Dataset excerpt
=======

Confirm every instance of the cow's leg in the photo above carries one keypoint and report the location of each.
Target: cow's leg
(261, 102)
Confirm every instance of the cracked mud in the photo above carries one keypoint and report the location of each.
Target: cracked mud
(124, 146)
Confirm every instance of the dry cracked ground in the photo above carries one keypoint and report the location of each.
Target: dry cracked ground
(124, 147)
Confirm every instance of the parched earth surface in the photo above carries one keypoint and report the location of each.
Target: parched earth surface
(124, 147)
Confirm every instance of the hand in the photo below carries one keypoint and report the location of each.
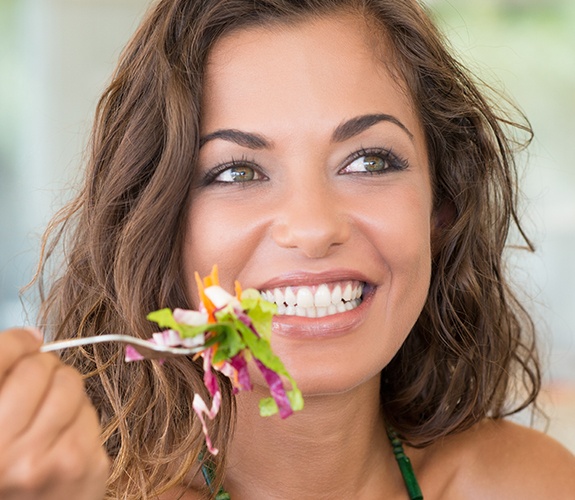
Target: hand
(49, 430)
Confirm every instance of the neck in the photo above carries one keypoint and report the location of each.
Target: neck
(335, 448)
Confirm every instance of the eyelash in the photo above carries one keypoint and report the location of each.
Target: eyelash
(213, 174)
(394, 161)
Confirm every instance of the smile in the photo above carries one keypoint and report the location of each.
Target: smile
(316, 301)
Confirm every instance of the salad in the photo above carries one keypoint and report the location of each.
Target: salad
(234, 330)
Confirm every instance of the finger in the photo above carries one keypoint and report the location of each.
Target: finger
(60, 408)
(74, 466)
(14, 344)
(77, 461)
(23, 391)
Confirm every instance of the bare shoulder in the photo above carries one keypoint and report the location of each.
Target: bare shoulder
(499, 459)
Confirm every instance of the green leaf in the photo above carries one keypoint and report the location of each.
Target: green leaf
(268, 407)
(260, 311)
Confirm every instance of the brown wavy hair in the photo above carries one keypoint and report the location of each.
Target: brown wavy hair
(118, 244)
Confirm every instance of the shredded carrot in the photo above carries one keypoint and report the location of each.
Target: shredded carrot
(210, 308)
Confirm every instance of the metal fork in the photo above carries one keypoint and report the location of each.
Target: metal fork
(149, 350)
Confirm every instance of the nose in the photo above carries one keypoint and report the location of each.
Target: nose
(312, 221)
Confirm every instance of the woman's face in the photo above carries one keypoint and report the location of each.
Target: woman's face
(313, 186)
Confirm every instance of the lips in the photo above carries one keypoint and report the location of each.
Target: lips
(318, 300)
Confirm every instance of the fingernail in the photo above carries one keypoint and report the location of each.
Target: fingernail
(35, 331)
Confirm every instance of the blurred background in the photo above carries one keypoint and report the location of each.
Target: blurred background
(56, 57)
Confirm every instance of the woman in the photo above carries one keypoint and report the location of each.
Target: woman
(304, 147)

=======

Aim of the task
Rewrite every line of the entries above as a Markdown table with the columns "Row" and "Line", numbering the rows and skipping blank lines. Leave the pictures out of the table.

In response
| Row | Line |
|---|---|
| 1 | Confirm every instance of the cow's leg in the photo above carries one keypoint and report the location of each. |
| 2 | Target: cow's leg |
| 3 | (261, 102) |
| 4 | Confirm every instance of the cracked mud in the photo above carries one keypoint and report the location of each. |
| 5 | Target: cracked mud |
| 6 | (124, 146) |
| 7 | Confirm every instance of the dry cracked ground in the photo above carries one keypoint and report the location of each. |
| 8 | Target: dry cracked ground |
| 9 | (124, 147) |
| 10 | Confirm every instance of the parched earth surface in the photo above carries one keypoint and report the location of each. |
| 11 | Target: parched earth surface |
| 12 | (124, 147) |
| 13 | Confirm every instance of the hand in the photo below carries one keypoint and report the location of each. |
| 14 | Target: hand |
| 15 | (49, 430) |
| 16 | Confirm every instance of the neck in the photo above carries one keypoint and report the location of each. |
| 17 | Target: neck |
| 18 | (335, 448) |
| 19 | Confirm every instance of the eyelash in the photo above carries one keypoint and report the location of each. |
| 20 | Target: eyelash |
| 21 | (213, 174) |
| 22 | (394, 161) |
| 23 | Confirm every instance of the smile in the photo above carries one keypoint and report the location of each. |
| 24 | Target: smile |
| 25 | (316, 301) |
| 26 | Confirm every instance of the salad in the photo above carries one keypoint and report the location of each. |
| 27 | Target: salad |
| 28 | (234, 330) |
| 29 | Confirm every instance of the finger in the photo above carries one keypoint and report the location of each. |
| 30 | Target: finger |
| 31 | (60, 408) |
| 32 | (74, 466) |
| 33 | (14, 344) |
| 34 | (77, 461) |
| 35 | (23, 391) |
| 36 | Confirm every instance of the bare shoulder in the photo above carries one keypoint and report the location of each. |
| 37 | Target: bare shoulder |
| 38 | (499, 459) |
| 39 | Confirm every instance of the green leaf in the photo above carries one keypoint and report the location of each. |
| 40 | Target: green leaf |
| 41 | (268, 407) |
| 42 | (260, 311) |
| 43 | Confirm every instance of the brown wavy hair in the photo above carries one keypoint and report the location of each. |
| 44 | Target: brown wavy hair |
| 45 | (118, 244) |
| 46 | Confirm every instance of the shredded carrot in the photo above carries one keypoint and report the location of each. |
| 47 | Target: shredded carrot |
| 48 | (210, 308) |
| 49 | Confirm every instance of the metal fork in the photo above carries one keypoint and report the location of each. |
| 50 | Target: metal fork |
| 51 | (149, 350) |
| 52 | Confirm every instance of the nose in the photo above carries one keypoint and report the location of each. |
| 53 | Target: nose |
| 54 | (312, 221) |
| 55 | Confirm every instance of the woman's face in the photo above carries one keypoint and report the location of each. |
| 56 | Target: woman's face |
| 57 | (313, 186) |
| 58 | Confirm every instance of the lips in the photo above carries one keypoint and report the location of each. |
| 59 | Target: lips |
| 60 | (318, 300) |
| 61 | Confirm every instance of the fingernail in the photo above carries one keypoint and report the location of each. |
| 62 | Target: fingernail |
| 63 | (35, 331) |
| 64 | Confirm every instance of the blurred background in the photo above carries one keypoint and report the location of each. |
| 65 | Target: blurred background |
| 66 | (56, 57) |
| 67 | Confirm every instance of the woman in the photo above carries one keypoint and report the location of each. |
| 68 | Target: woman |
| 69 | (304, 147) |